### [PROBLEM DESCRIPTION]
In the rows below, copy word for word every line from the one with "Segment the skyscraper." up to and including the one with "Provide the mask of the skyscraper.".

### [GIVEN ENTRIES]
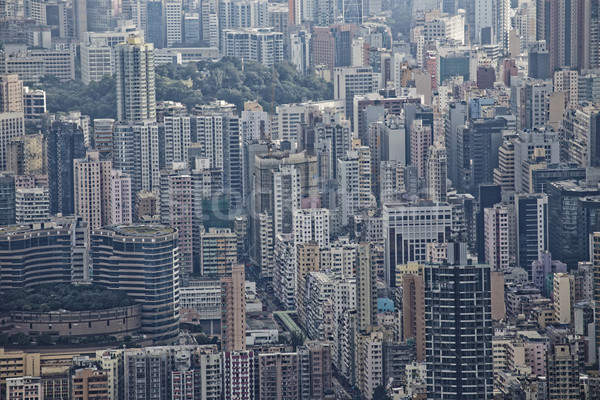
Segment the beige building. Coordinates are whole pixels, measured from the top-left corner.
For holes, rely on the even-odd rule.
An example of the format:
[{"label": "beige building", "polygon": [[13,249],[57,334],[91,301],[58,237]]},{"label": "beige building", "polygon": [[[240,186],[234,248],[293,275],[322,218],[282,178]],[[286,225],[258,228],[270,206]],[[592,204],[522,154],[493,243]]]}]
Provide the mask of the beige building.
[{"label": "beige building", "polygon": [[23,82],[18,74],[0,74],[0,112],[23,111]]},{"label": "beige building", "polygon": [[223,351],[246,351],[246,288],[243,265],[221,278],[221,344]]},{"label": "beige building", "polygon": [[71,378],[71,399],[107,400],[110,390],[106,371],[83,368],[75,371]]},{"label": "beige building", "polygon": [[6,380],[7,400],[43,400],[42,379],[33,376],[10,378]]},{"label": "beige building", "polygon": [[554,294],[554,320],[557,324],[568,325],[573,321],[575,279],[573,275],[555,273],[552,286]]}]

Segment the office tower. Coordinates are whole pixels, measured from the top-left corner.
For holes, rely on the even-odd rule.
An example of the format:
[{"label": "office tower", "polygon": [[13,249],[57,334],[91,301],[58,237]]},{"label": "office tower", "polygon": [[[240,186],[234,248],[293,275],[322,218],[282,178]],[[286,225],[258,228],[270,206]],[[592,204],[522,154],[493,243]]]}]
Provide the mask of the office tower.
[{"label": "office tower", "polygon": [[159,129],[156,122],[120,123],[115,127],[113,167],[131,177],[132,197],[160,190]]},{"label": "office tower", "polygon": [[170,343],[179,336],[177,236],[164,225],[119,225],[91,232],[94,281],[123,290],[142,304],[141,332],[154,343]]},{"label": "office tower", "polygon": [[23,82],[18,74],[0,74],[0,113],[23,111]]},{"label": "office tower", "polygon": [[[448,159],[448,178],[456,187],[459,181],[459,167],[462,170],[463,166],[458,165],[458,130],[467,121],[467,103],[455,102],[449,105],[448,113],[444,119],[444,133],[446,153]],[[461,151],[462,153],[462,151]]]},{"label": "office tower", "polygon": [[81,80],[86,85],[90,82],[101,81],[105,75],[113,73],[112,49],[106,40],[94,40],[82,44],[81,51]]},{"label": "office tower", "polygon": [[440,143],[429,148],[426,168],[427,198],[436,202],[445,202],[447,195],[447,158],[446,148]]},{"label": "office tower", "polygon": [[91,229],[111,222],[112,161],[100,160],[98,152],[73,161],[75,214]]},{"label": "office tower", "polygon": [[298,72],[305,75],[312,65],[311,34],[305,30],[290,36],[291,62]]},{"label": "office tower", "polygon": [[48,132],[50,213],[75,212],[73,161],[85,157],[83,132],[75,124],[54,122]]},{"label": "office tower", "polygon": [[[0,182],[1,180],[2,178],[0,178]],[[0,209],[2,209],[1,206]],[[16,189],[15,222],[17,224],[43,222],[47,221],[49,217],[50,196],[47,187]]]},{"label": "office tower", "polygon": [[102,118],[94,120],[94,149],[100,153],[100,157],[103,159],[112,158],[114,131],[114,119]]},{"label": "office tower", "polygon": [[156,119],[154,45],[131,36],[115,49],[117,118],[120,122]]},{"label": "office tower", "polygon": [[586,202],[593,207],[600,195],[597,187],[575,181],[548,185],[549,250],[553,257],[575,268],[589,255],[589,235],[600,229],[596,213],[586,212]]},{"label": "office tower", "polygon": [[341,205],[342,225],[360,210],[375,206],[371,193],[371,151],[357,146],[344,158],[337,160],[338,204]]},{"label": "office tower", "polygon": [[77,369],[71,381],[71,398],[74,400],[108,399],[107,371],[96,368]]},{"label": "office tower", "polygon": [[383,205],[385,279],[396,286],[396,266],[425,262],[427,243],[445,242],[452,230],[452,206],[419,201]]},{"label": "office tower", "polygon": [[223,31],[223,53],[272,67],[283,61],[283,34],[273,28],[238,28]]},{"label": "office tower", "polygon": [[491,313],[489,266],[425,266],[428,398],[492,399]]},{"label": "office tower", "polygon": [[505,271],[509,267],[508,213],[508,208],[500,204],[483,211],[485,262],[494,271]]},{"label": "office tower", "polygon": [[345,100],[346,119],[357,129],[354,122],[354,97],[371,93],[375,88],[371,67],[340,67],[333,71],[333,98]]},{"label": "office tower", "polygon": [[16,220],[15,177],[0,174],[0,225],[12,225]]},{"label": "office tower", "polygon": [[43,400],[42,378],[23,376],[6,379],[6,398],[11,400]]},{"label": "office tower", "polygon": [[315,242],[320,248],[329,247],[330,211],[326,208],[294,210],[294,244]]},{"label": "office tower", "polygon": [[595,144],[600,134],[600,107],[578,105],[565,113],[563,152],[566,161],[580,167],[599,167],[600,152]]},{"label": "office tower", "polygon": [[548,196],[519,195],[515,199],[517,219],[517,266],[530,270],[531,263],[548,250]]},{"label": "office tower", "polygon": [[481,185],[479,186],[479,207],[476,217],[476,240],[477,240],[477,259],[480,263],[485,262],[485,223],[484,210],[493,207],[500,203],[501,188],[498,185]]},{"label": "office tower", "polygon": [[300,173],[291,165],[273,171],[273,234],[292,233],[293,213],[300,208]]},{"label": "office tower", "polygon": [[243,265],[221,278],[221,346],[224,352],[246,350],[246,290]]},{"label": "office tower", "polygon": [[255,400],[255,382],[257,381],[255,377],[256,353],[253,350],[225,350],[221,352],[221,359],[223,368],[223,398],[231,400]]},{"label": "office tower", "polygon": [[237,262],[237,237],[230,229],[209,228],[200,233],[200,274],[219,276]]},{"label": "office tower", "polygon": [[419,179],[425,179],[429,147],[433,144],[433,127],[415,119],[410,126],[410,162],[417,166]]},{"label": "office tower", "polygon": [[183,42],[183,4],[181,0],[163,2],[165,45],[171,47]]},{"label": "office tower", "polygon": [[581,398],[579,374],[582,371],[577,343],[561,337],[551,344],[547,355],[548,400],[575,400]]},{"label": "office tower", "polygon": [[377,271],[371,265],[371,245],[361,243],[356,251],[356,308],[362,331],[377,324]]}]

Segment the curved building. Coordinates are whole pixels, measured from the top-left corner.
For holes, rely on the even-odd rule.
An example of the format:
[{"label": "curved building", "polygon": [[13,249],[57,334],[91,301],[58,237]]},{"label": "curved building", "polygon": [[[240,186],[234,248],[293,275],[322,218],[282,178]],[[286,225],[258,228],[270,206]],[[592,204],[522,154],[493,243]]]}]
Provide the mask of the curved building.
[{"label": "curved building", "polygon": [[77,218],[0,227],[0,292],[90,281],[87,224]]},{"label": "curved building", "polygon": [[142,306],[140,333],[155,343],[179,335],[177,231],[165,225],[121,225],[93,230],[93,277],[126,292]]}]

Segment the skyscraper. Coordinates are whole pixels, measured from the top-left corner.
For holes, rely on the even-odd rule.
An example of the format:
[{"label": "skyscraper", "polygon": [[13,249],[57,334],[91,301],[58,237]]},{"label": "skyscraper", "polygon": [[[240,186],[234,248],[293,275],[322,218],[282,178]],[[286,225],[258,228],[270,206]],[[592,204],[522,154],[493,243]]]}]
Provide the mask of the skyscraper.
[{"label": "skyscraper", "polygon": [[519,195],[515,199],[517,266],[529,271],[531,263],[548,250],[548,196]]},{"label": "skyscraper", "polygon": [[243,265],[221,278],[221,346],[225,352],[246,350],[246,290]]},{"label": "skyscraper", "polygon": [[73,160],[84,157],[83,131],[74,123],[54,122],[48,132],[51,214],[75,212]]},{"label": "skyscraper", "polygon": [[165,225],[118,225],[91,232],[94,282],[142,304],[142,329],[154,343],[179,337],[177,231]]},{"label": "skyscraper", "polygon": [[425,266],[427,398],[493,398],[487,265]]},{"label": "skyscraper", "polygon": [[154,45],[132,36],[117,45],[115,56],[118,120],[155,120]]}]

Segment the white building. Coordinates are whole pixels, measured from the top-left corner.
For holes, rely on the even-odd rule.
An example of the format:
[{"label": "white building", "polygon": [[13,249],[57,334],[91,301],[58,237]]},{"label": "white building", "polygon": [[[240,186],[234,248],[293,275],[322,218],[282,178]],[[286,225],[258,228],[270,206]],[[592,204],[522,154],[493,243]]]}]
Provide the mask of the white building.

### [ANSWER TO THIS PROBLEM]
Segment the skyscraper. Coordinates are whole pixels, measured from the top-left corner.
For holes, rely on the even-odd rule.
An example of the format:
[{"label": "skyscraper", "polygon": [[13,249],[57,334],[91,301],[58,237]]},{"label": "skyscraper", "polygon": [[[240,186],[234,248],[293,275],[322,218],[282,178]],[[286,225],[258,228],[270,206]],[[592,204],[522,154],[493,243]]]}]
Provide the mask of the skyscraper.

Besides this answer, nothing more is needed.